- DOCUMENT
--- --- ---

These few rocks give us a benchmark of chemical compositions, some scattered ages and tiny insights into what was happening on Mars at the times they were formed. One particular Martian meteorite is ancient, at 4.5 billion years old. But some of the meteorites appear very young, around 180 million years old, and most troublingly for our understanding of the planet, they suggest both that Mars was geologically active far later than previously thought, and that free water was present on the surface well beyond the time when it was presumed to have vanished. Like ghosts, these two ideas will haunt the rest of this story. Whenever we’re tempted to say that Mars has finally fallen asleep, we can hear these rocks whispering, not yet, not yet.

THE GREAT DICHOTOMY

Dividing the history of Mars into stages is largely a matter of established convention, but our first major reference point is going to be the formation of the Hellas crater. Its creation resurfaced most of Mars with its planet-spanning ejecta blanket – the evidence for almost everything that happened earlier was buried.

Parts of the Martian crust resemble the most heavily cratered surfaces on the Moon. Typical of these earliest surviving post-Hellas landscapes is Noachis Terra, a section of the southern highlands, and it’s from there that we take the names of the oldest Martian eras: the pre-Noachian, to denote everything that happened before Hellas, and the Noachian, for events that happened afterwards. The date we put on the Hellas event is somewhere around the four-billion-year mark, but there’s some debate about that – if we call it 4.1 billion, we’ll be roughly right. It’s older than any rock formation on Earth, for certain.

--- --- ---

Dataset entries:
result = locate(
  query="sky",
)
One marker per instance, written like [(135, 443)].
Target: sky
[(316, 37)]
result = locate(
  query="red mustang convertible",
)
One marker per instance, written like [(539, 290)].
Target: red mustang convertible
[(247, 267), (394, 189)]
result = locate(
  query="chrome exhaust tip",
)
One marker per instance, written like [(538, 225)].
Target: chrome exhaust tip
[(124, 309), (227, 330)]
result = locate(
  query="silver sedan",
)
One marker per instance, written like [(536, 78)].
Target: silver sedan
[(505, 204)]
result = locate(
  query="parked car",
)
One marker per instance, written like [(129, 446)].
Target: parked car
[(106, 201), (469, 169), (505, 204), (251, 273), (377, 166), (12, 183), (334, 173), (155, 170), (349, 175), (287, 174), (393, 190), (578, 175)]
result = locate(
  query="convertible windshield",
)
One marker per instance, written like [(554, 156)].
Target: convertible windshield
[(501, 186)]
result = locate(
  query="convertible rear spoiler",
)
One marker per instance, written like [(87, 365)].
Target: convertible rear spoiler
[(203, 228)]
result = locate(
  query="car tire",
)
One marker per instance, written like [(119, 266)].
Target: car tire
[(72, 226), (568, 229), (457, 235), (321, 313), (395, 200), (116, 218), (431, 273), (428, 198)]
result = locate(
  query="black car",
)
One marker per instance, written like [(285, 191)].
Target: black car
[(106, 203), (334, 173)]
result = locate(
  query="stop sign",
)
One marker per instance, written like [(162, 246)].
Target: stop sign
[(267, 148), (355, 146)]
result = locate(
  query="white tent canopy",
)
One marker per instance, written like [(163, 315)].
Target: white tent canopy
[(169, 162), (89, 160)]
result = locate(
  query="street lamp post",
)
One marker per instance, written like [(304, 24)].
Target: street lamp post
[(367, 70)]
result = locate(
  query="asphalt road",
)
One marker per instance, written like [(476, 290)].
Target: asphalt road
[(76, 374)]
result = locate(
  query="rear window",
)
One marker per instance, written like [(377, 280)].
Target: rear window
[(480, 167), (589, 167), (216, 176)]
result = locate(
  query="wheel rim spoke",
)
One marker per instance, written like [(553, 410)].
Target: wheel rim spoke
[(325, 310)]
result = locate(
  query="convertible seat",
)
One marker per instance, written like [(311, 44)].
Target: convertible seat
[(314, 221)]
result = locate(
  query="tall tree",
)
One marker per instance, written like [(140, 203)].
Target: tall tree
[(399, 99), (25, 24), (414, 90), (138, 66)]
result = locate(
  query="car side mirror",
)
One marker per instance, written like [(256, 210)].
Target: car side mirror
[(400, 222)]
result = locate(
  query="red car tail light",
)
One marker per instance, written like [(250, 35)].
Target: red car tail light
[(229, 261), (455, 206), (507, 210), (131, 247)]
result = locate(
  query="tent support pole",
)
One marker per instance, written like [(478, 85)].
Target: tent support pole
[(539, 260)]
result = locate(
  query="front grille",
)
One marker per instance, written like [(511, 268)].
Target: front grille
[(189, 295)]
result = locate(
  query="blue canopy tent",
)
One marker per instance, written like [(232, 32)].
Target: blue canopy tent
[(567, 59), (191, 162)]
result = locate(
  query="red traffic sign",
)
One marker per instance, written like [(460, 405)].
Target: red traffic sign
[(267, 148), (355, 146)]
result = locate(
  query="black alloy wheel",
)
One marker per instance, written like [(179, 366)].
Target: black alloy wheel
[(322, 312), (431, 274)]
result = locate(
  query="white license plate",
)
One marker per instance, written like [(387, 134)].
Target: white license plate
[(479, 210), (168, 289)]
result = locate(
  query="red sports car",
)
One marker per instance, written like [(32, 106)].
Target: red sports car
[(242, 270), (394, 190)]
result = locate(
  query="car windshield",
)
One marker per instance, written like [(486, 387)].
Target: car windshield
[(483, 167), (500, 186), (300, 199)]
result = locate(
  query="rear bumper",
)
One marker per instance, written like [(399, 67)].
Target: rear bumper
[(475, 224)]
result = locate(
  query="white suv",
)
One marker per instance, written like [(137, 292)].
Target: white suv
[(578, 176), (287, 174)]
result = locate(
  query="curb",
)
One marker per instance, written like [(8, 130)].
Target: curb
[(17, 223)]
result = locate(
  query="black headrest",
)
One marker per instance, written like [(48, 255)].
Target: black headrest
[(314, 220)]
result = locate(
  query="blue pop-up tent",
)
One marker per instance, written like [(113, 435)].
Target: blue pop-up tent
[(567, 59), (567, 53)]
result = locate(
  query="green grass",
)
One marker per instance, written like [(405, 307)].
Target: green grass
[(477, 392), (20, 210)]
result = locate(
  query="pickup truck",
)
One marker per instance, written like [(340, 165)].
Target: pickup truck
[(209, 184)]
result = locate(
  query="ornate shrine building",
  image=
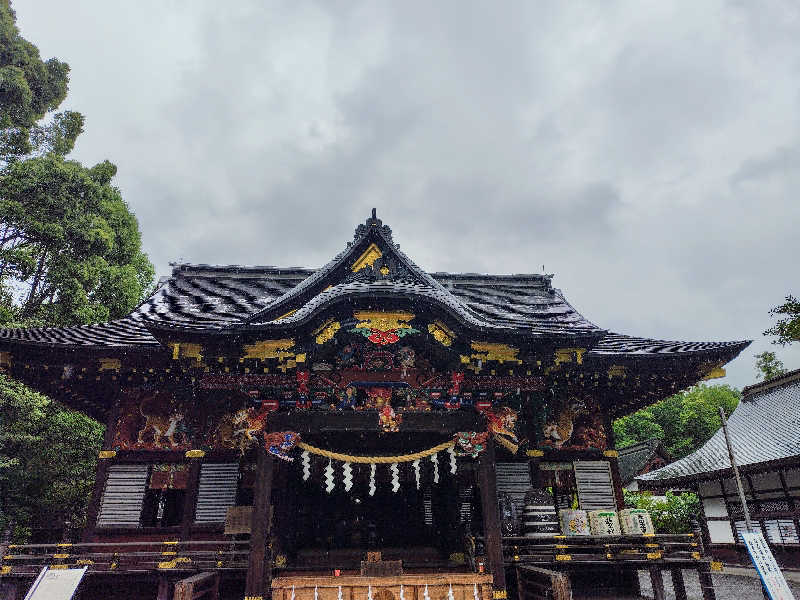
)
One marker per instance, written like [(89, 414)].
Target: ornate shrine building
[(271, 422)]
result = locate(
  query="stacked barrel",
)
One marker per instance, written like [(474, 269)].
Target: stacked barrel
[(539, 518)]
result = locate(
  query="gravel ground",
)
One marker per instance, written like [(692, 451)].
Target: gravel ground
[(727, 587)]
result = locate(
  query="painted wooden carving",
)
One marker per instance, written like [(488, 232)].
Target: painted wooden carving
[(152, 420), (237, 430), (575, 424)]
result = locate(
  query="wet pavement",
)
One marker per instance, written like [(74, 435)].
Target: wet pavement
[(727, 586)]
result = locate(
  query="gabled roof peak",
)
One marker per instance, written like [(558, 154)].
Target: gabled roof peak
[(373, 225)]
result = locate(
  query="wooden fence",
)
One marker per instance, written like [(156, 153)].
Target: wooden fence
[(165, 556), (536, 583)]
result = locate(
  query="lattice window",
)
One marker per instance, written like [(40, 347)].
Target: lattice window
[(123, 495), (217, 491), (781, 531)]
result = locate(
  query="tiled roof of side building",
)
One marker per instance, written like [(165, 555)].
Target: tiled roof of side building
[(764, 427)]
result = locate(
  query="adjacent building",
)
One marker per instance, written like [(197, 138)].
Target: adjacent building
[(765, 434)]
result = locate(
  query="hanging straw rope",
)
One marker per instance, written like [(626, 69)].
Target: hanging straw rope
[(375, 459)]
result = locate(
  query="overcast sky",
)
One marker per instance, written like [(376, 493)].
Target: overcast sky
[(646, 153)]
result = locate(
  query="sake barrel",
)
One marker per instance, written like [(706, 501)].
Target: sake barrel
[(635, 521), (574, 522), (604, 522), (539, 517)]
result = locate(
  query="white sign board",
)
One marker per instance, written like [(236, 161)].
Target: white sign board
[(57, 584), (767, 568)]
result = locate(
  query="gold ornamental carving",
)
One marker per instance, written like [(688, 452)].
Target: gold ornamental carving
[(383, 321), (367, 259), (326, 331), (441, 333)]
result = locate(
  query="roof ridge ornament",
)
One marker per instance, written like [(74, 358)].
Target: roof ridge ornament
[(373, 223)]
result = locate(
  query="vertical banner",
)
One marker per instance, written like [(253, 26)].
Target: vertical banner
[(767, 568)]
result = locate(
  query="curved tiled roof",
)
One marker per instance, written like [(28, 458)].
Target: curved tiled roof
[(764, 427), (617, 343), (233, 298), (121, 333), (634, 458)]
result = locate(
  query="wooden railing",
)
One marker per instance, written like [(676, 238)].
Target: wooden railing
[(667, 548), (28, 559), (203, 586), (653, 553)]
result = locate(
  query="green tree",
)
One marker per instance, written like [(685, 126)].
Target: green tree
[(71, 248), (683, 422), (29, 89), (70, 253), (48, 456), (787, 329), (671, 514), (768, 366)]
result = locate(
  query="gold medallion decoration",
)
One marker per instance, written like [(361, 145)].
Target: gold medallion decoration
[(383, 327), (326, 331), (441, 333), (486, 351), (563, 355)]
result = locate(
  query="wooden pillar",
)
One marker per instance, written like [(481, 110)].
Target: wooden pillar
[(190, 499), (163, 589), (282, 511), (706, 582), (658, 583), (259, 567), (491, 520), (101, 474), (613, 462), (678, 585)]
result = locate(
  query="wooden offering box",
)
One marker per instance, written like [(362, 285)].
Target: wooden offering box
[(466, 586)]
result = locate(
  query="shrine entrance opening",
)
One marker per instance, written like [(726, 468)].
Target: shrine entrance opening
[(419, 511)]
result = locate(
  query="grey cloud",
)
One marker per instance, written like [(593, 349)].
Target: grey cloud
[(598, 140)]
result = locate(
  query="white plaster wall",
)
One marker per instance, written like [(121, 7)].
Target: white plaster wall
[(720, 532), (714, 507)]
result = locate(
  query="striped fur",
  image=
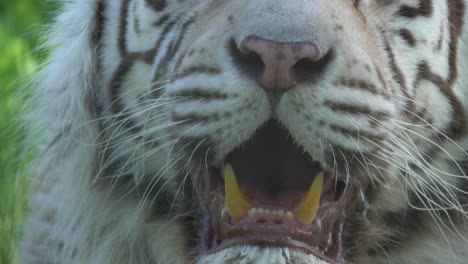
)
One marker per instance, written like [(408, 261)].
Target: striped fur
[(140, 96)]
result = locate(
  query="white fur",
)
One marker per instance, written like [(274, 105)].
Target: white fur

--- --- ---

- AIM A
Reproduce the section of the Mars passage between "Parts of the" and "Earth, for certain.", inclusive.
- AIM B
Render this sentence from the Mars passage in French: "One particular Martian meteorite is ancient, at 4.5 billion years old."
- AIM C
Extend the passage on the history of Mars, picking up after its final sentence.

- FINAL ANSWER A
Parts of the Martian crust resemble the most heavily cratered surfaces on the Moon. Typical of these earliest surviving post-Hellas landscapes is Noachis Terra, a section of the southern highlands, and it’s from there that we take the names of the oldest Martian eras: the pre-Noachian, to denote everything that happened before Hellas, and the Noachian, for events that happened afterwards. The date we put on the Hellas event is somewhere around the four-billion-year mark, but there’s some debate about that – if we call it 4.1 billion, we’ll be roughly right. It’s older than any rock formation on Earth, for certain.

- FINAL ANSWER B
Une météorite martienne en particulier est très ancienne : elle a 4,5 milliards d'années.

- FINAL ANSWER C
Conditions on pre-Noachian Mars are difficult to ascertain, if not unknowable. Most of the information we might want to look at has been destroyed, reworked or covered over. We can deduce little about the planet’s atmosphere, its surface conditions or its major landforms, and we can only tentatively discuss its internal processes, the state of the core and mantle or how vigorous its volcanic activity was. Most likely, though, pre-Noachian Mars was a place of almost unimaginable horror, a genuine representation of what we might think of as Hell.

Despite the vigour of that impossibly distant and most ancient time, evidence of events then has managed to survive until now – chief of which is Mars’s greatest and most implausible feature. When we were finally able to draw an accurate altitude map of Mars, it showed baldly what had been partially known for years: the northern half of the planet is significantly lower than the southern half. This is known simply as the Great Dichotomy.

It’s something that makes Mars different. Not just slightly different, but wildly, strangely different. In detail: the surface of Mars is at least 2.5 kilometres lower in the north than it is in the south, and there are parts where the difference is greater than 6 kilometres – this is an actual vertical difference in height. The junction between the two regions is, for at least half its circumference, marked by an obvious slope, taking the elevation from the north to the south up to between 2.5 and 3.5 kilometres. It’s not a cliff face; instead it’s a gentle but relentless ramp, gaining height along a horizontal travel of hundreds of kilometres.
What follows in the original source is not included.